§ **DATA FOR THE TASK**:
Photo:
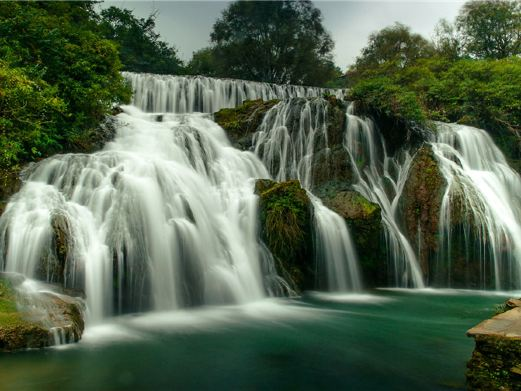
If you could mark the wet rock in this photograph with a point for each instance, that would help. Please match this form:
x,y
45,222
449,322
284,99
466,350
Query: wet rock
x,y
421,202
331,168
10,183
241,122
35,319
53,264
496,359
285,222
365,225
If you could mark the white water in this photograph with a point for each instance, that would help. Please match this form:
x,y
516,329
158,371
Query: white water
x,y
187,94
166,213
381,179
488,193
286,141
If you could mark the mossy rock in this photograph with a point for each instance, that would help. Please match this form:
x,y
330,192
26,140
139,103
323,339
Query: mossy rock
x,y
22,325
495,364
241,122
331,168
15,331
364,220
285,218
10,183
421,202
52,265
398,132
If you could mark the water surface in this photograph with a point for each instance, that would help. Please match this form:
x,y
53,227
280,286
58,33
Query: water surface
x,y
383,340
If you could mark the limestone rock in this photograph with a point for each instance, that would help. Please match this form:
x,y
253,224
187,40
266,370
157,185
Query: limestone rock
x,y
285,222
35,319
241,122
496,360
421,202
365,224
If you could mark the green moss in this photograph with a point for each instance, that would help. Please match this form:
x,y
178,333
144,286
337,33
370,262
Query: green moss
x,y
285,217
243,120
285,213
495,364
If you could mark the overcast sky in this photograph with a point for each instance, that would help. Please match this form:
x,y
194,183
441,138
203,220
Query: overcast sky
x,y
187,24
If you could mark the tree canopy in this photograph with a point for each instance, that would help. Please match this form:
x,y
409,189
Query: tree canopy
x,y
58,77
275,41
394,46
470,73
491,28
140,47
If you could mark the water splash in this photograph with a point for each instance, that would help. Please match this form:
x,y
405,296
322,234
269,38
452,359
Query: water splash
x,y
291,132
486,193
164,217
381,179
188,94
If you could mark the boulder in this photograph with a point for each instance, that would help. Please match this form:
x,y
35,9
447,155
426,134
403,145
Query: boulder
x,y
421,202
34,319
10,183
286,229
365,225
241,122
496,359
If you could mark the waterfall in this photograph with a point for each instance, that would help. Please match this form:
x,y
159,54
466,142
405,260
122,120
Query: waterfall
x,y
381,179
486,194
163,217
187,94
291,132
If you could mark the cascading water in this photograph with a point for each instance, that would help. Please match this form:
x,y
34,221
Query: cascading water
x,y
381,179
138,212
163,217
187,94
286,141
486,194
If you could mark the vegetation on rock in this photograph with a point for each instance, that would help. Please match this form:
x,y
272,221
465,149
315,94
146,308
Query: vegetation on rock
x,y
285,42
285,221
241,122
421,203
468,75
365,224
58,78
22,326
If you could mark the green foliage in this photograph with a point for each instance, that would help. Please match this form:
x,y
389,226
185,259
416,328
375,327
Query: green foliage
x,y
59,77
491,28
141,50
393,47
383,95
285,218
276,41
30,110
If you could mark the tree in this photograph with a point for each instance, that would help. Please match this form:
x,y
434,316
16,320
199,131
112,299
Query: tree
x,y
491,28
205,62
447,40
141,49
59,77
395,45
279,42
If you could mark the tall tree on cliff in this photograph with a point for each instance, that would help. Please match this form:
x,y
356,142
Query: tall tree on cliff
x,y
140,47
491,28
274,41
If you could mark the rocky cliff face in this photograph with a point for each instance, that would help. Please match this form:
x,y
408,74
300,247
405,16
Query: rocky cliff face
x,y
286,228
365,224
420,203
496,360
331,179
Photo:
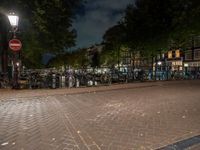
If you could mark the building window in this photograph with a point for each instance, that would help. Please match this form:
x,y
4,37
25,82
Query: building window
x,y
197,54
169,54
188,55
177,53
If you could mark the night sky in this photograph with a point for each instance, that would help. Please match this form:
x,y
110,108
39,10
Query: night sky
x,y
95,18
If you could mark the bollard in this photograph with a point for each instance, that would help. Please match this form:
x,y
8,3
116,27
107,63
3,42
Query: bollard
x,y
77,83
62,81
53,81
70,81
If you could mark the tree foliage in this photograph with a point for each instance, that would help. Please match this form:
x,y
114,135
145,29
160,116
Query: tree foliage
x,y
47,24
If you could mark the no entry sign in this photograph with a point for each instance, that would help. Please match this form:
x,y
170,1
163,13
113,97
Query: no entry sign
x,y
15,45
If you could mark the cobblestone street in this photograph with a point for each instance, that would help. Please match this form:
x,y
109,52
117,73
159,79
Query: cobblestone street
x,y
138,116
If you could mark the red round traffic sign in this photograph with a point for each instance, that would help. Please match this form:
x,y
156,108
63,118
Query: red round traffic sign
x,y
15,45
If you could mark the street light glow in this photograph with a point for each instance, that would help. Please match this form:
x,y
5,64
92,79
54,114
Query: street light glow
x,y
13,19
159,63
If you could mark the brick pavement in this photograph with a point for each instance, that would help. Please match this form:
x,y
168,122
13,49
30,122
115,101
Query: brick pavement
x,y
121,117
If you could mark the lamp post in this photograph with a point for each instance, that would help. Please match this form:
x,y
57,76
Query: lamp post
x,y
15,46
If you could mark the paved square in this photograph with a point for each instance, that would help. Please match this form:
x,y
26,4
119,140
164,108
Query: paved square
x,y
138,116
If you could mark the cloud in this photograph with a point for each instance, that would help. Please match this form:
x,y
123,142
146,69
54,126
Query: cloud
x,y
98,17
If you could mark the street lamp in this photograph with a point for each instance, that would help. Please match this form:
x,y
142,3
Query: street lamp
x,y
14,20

==

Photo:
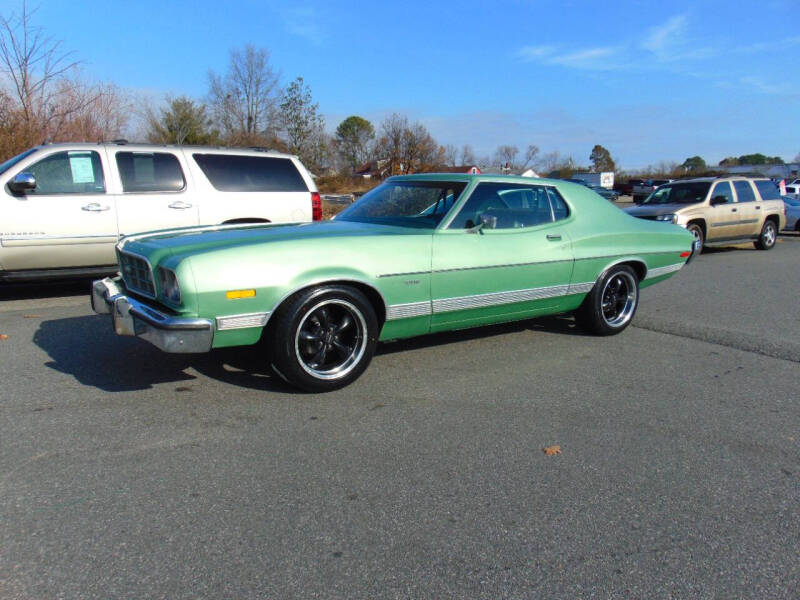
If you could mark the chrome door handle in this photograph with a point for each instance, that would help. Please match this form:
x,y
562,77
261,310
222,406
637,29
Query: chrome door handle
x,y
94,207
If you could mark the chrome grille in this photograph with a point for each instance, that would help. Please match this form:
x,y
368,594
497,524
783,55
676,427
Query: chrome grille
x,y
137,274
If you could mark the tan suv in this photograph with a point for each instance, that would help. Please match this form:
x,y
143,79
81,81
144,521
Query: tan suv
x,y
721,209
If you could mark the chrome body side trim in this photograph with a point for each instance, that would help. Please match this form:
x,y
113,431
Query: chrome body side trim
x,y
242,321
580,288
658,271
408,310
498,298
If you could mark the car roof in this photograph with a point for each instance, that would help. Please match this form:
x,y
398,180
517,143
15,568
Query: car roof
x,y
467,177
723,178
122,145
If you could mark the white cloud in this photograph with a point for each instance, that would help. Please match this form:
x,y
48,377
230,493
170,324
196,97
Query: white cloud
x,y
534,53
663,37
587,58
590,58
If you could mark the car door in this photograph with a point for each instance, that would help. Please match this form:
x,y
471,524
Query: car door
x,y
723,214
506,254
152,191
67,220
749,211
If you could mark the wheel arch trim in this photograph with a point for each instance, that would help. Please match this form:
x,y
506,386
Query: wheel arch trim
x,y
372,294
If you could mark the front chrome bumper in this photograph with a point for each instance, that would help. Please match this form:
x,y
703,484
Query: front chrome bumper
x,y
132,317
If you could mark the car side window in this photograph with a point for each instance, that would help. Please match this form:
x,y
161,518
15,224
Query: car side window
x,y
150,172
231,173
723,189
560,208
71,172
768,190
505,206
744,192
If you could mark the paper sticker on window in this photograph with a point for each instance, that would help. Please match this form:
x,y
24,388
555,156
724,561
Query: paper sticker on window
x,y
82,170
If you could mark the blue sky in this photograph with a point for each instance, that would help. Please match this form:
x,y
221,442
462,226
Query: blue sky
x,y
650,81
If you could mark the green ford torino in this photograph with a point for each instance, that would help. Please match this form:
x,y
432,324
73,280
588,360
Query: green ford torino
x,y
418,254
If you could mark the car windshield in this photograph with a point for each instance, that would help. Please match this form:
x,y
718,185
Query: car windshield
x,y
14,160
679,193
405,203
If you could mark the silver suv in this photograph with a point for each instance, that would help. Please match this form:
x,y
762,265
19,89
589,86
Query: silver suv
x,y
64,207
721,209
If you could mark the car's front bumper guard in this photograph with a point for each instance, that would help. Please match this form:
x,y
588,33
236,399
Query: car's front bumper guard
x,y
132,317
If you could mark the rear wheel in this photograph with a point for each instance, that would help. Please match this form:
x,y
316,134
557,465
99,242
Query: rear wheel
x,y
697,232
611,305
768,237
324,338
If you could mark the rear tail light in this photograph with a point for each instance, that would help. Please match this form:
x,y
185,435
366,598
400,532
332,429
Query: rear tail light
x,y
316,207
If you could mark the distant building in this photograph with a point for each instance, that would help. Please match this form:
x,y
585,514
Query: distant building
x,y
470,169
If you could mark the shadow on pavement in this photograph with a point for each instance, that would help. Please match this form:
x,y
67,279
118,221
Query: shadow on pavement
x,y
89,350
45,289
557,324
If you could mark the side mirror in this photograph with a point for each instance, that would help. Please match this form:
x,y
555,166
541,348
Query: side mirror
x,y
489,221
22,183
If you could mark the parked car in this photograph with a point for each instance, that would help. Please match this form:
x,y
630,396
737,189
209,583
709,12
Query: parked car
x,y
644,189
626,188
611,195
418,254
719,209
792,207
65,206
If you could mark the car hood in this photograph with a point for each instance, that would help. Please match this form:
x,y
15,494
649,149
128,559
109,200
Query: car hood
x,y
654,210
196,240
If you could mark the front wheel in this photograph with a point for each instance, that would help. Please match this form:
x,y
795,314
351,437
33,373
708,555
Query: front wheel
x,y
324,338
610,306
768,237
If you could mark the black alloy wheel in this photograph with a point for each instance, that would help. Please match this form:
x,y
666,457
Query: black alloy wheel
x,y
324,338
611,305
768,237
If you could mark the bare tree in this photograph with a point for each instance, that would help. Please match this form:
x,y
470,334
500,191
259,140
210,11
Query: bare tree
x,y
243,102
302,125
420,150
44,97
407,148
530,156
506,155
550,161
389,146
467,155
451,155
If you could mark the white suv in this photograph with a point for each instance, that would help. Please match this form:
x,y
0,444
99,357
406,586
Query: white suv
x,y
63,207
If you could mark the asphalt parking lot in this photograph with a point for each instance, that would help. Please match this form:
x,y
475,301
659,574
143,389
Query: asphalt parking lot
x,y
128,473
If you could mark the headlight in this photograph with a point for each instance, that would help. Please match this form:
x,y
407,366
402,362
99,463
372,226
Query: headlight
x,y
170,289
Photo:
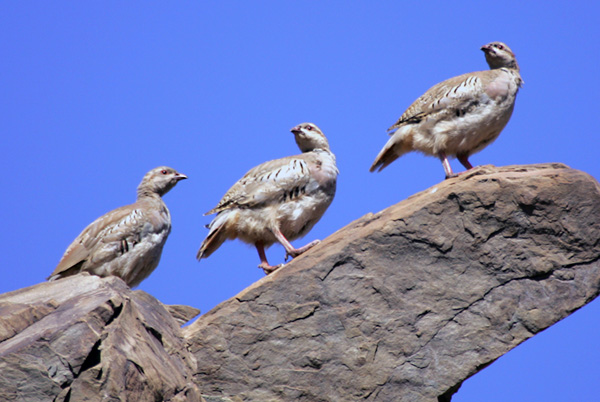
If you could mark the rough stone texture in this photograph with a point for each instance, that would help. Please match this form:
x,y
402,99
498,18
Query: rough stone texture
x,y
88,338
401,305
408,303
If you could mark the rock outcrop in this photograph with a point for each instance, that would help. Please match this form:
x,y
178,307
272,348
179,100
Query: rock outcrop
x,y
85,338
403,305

§ **WHAT THE TASK ASKS**:
Can you count how many lines of the records above contain the string "rough"? Give only the number.

§ **SOLUTION FOR THIS EXERCISE**:
2